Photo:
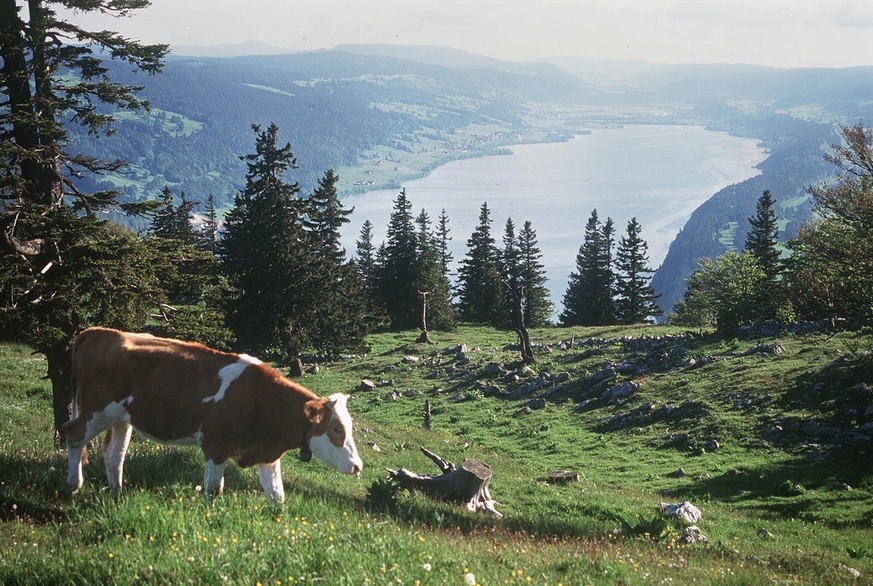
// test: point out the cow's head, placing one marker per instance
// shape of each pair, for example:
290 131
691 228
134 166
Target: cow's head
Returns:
330 435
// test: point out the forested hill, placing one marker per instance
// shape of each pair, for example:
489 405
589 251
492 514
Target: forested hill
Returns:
332 106
411 109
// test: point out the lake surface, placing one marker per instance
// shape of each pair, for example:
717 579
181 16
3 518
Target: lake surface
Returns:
657 173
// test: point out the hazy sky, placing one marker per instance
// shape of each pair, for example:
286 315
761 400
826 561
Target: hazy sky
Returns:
784 33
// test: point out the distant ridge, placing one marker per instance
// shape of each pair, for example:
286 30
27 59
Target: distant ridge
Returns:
246 48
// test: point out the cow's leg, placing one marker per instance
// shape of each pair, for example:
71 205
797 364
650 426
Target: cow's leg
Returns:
213 478
114 450
74 432
85 427
271 480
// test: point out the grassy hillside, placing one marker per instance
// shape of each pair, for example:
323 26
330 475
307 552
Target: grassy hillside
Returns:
769 438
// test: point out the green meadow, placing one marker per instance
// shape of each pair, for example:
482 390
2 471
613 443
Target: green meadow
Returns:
766 437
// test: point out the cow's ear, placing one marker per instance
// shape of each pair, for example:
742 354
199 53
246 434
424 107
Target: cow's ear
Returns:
315 410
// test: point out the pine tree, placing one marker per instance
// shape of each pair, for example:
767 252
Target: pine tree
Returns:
430 279
538 307
480 291
338 312
266 255
208 236
53 74
764 236
636 301
172 221
443 240
397 288
588 299
326 215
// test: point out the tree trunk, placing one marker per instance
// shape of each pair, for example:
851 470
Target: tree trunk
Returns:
60 367
467 484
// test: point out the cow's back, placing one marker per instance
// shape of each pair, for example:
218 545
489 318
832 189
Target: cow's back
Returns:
162 383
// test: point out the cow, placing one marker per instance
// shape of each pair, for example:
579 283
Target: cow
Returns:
183 393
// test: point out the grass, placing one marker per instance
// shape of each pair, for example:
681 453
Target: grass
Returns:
773 490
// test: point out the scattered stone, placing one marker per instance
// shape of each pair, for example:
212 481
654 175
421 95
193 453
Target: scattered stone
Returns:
710 445
691 535
535 404
562 477
493 369
845 568
684 511
764 534
620 391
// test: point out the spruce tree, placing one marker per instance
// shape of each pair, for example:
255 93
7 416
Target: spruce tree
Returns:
635 301
53 74
538 307
443 240
266 256
763 237
208 234
480 291
325 215
338 312
430 278
397 287
588 299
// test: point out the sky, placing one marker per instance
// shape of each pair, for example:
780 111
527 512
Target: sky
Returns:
780 33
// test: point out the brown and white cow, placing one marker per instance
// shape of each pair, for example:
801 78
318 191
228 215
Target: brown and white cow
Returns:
232 406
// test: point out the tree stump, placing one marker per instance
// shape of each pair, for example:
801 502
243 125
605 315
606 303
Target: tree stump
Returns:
466 484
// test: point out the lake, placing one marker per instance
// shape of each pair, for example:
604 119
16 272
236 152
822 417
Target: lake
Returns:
657 173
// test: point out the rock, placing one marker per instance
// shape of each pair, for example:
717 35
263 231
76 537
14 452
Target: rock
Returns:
562 477
710 445
764 534
493 369
684 511
620 391
691 535
535 404
845 568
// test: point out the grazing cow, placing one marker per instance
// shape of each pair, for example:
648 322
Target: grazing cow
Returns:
232 406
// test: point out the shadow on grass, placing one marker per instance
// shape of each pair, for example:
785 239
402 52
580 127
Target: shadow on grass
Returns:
801 488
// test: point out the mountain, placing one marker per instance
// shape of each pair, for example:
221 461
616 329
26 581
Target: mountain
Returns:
411 109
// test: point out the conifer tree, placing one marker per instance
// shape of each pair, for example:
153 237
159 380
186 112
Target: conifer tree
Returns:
635 299
209 229
265 254
397 273
538 307
325 215
443 240
480 291
588 299
338 312
430 279
763 237
53 74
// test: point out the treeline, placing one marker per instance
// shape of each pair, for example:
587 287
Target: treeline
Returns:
824 272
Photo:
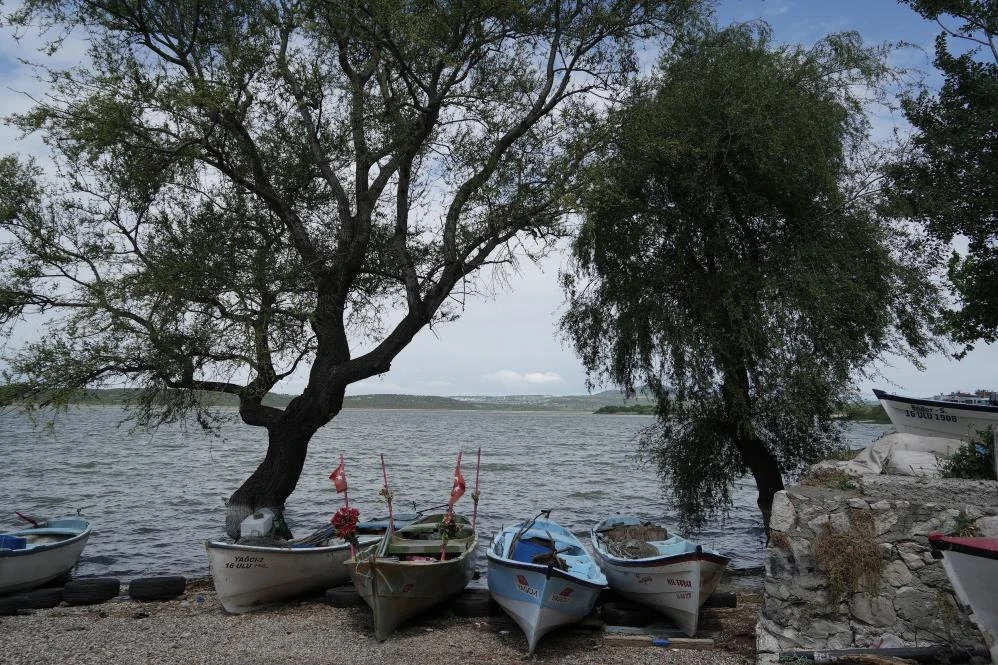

════════

▶ Written request:
Output every line of the listing above as a JSON list of strings, one string per line. Skip blank lines and leave the pictures out.

▶ Solution:
[
  "Photo:",
  "// test: point out the cow's head, placing one marker per instance",
  "// shape of each pair, for example:",
  "290 131",
  "691 228",
  "134 166",
  "Target: cow's head",
  "Returns:",
  "330 435",
  "// test: point out the forested hill, placing one marker per instance",
  "// shape of each pair, for example:",
  "489 405",
  "589 251",
  "492 514",
  "Target: forested hill",
  "Returns:",
  "332 106",
  "411 109",
  "// test: point out the lake surface, placing one marker per instance",
  "// shape of each pair, for example:",
  "717 579",
  "181 16",
  "3 518",
  "Target: lake surface",
  "Returns:",
  "657 173",
  "// test: point out the hazy sky, placing one marker per instance",
  "// shape of each pair, for example:",
  "286 315",
  "761 400",
  "826 561",
  "Target: hazy sky",
  "Returns:",
  "784 33",
  "// test: point out the distant ridge, placing one marker per instance",
  "// shape of each pair, for example:",
  "286 30",
  "27 59",
  "Target: distant ridge",
  "Returns:",
  "246 48",
  "// test: point out the cow's leg, placing one marker per instance",
  "// shape of each pair, for example:",
  "71 205",
  "797 364",
  "650 426",
  "Target: cow's leg",
  "Returns:",
  "213 478",
  "114 450",
  "74 432",
  "85 427",
  "271 480",
  "// test: point out the grassy hillside, placing one marker per instance",
  "// shape of each pair, for example:",
  "323 26",
  "330 475",
  "307 552",
  "Target: grassy hillside",
  "Returns:",
  "769 438",
  "// test: point out the green meadow, placing one marker per instance",
  "// shape of each pair, for example:",
  "482 390",
  "2 471",
  "613 443",
  "Target: green meadow",
  "Returns:",
  "766 437",
  "// test: point out the cow's ear, placing one marker per instance",
  "// shape of each pair, for example:",
  "742 354",
  "199 53",
  "246 434",
  "424 107",
  "Target: cow's ear",
  "Returns:",
  "315 410",
  "// test: point out the pine tree, placing one marker per instance",
  "// shape of each pair, for example:",
  "767 252",
  "Target: pine tree",
  "Returns:",
  "430 279",
  "538 307",
  "480 291",
  "338 312",
  "266 255",
  "208 236",
  "53 74",
  "764 236",
  "636 301",
  "172 221",
  "443 240",
  "397 288",
  "588 299",
  "326 215",
  "// test: point out the tree trunk, placing one marker per instance",
  "// shape of each pair, for example:",
  "851 470",
  "Target: tree trunk",
  "Returns:",
  "60 367",
  "467 484",
  "// test: point out the cow's back, placing one marker per instance",
  "// shape of each pair, for example:",
  "218 545",
  "489 318",
  "832 189",
  "Target: cow's back",
  "Returns:",
  "162 383",
  "// test: point out the cow, placing one marker per instance",
  "// shape of each pair, for example:",
  "579 283",
  "Target: cow",
  "Returns:",
  "183 393",
  "// test: point out the grass, placing one marker per instance",
  "// shape of each pair, for example:",
  "681 453",
  "Target: grass",
  "Returns:",
  "773 490",
  "// test: point out the scattered stone, placing one marker per instance",
  "// shape of each pair, for example:",
  "212 481",
  "654 175",
  "421 95",
  "193 453",
  "Target: scattered stone",
  "Returns:",
  "710 445",
  "691 535",
  "535 404",
  "562 477",
  "493 369",
  "845 568",
  "684 511",
  "764 534",
  "620 391",
  "// test: point out the spruce tree, placing one marker per instance",
  "// shape of each pair, for example:",
  "255 93",
  "7 416",
  "Target: spruce tree",
  "Returns:",
  "635 301",
  "53 74",
  "538 307",
  "443 240",
  "266 256",
  "763 237",
  "208 234",
  "480 291",
  "325 215",
  "338 312",
  "430 278",
  "397 287",
  "588 299",
  "// test: point out the sky, placing one marker per instance",
  "// shape of each pair, for example:",
  "780 111",
  "527 512",
  "Target: sky",
  "Returns:",
  "780 33",
  "// test: point out the brown and white cow, placing one marker per instance",
  "// shape of each pair, for example:",
  "801 78",
  "318 191",
  "228 215",
  "Target: brown and white cow",
  "Returns:",
  "232 406",
  "// test: point out the tree stump, placing one marker per instance",
  "// shape of each pair, for example:",
  "801 502",
  "243 125",
  "605 315",
  "606 303",
  "Target: tree stump",
  "Returns:",
  "466 484",
  "// test: point out the lake, placing one marker per instance",
  "// shape of each pair, for example:",
  "604 119",
  "16 272",
  "236 152",
  "822 417",
  "Target: lake",
  "Returns:",
  "657 173",
  "// test: point out the rock, placing one marker per instance",
  "// shape of each pair, for example:",
  "717 35",
  "263 231",
  "76 537",
  "14 452",
  "Target: rock",
  "Returns:",
  "562 477",
  "710 445",
  "764 534",
  "493 369",
  "684 511",
  "620 391",
  "691 535",
  "535 404",
  "845 568",
  "// test: point out the grazing cow, placing one marker per instance",
  "// shape of each pair, for example:",
  "648 322",
  "Target: grazing cow",
  "Returns:",
  "232 406",
  "// test: point out the shadow on grass, placing one marker per instance",
  "// shape of each pair, for example:",
  "785 239",
  "402 52",
  "580 127",
  "Target: shadow on grass",
  "Returns:",
  "801 488",
  "// test: point out the mountain, placing one marker per instance",
  "// shape of each pair, for example:",
  "221 461",
  "616 329",
  "26 581",
  "Target: mountain",
  "Returns:",
  "411 109",
  "// test: point out the conifer tree, placing one marker per instance",
  "// shape of each pair, for example:",
  "153 237",
  "159 380",
  "186 112",
  "Target: conifer tree",
  "Returns:",
  "635 299",
  "209 229",
  "265 254",
  "397 273",
  "538 307",
  "325 215",
  "443 240",
  "480 291",
  "588 299",
  "338 312",
  "430 279",
  "763 237",
  "53 74",
  "// test: point out the treeline, placing one marker per instance",
  "// shape of each pair, for example:",
  "587 287",
  "Target: treeline",
  "Returns:",
  "824 272",
  "Photo:"
]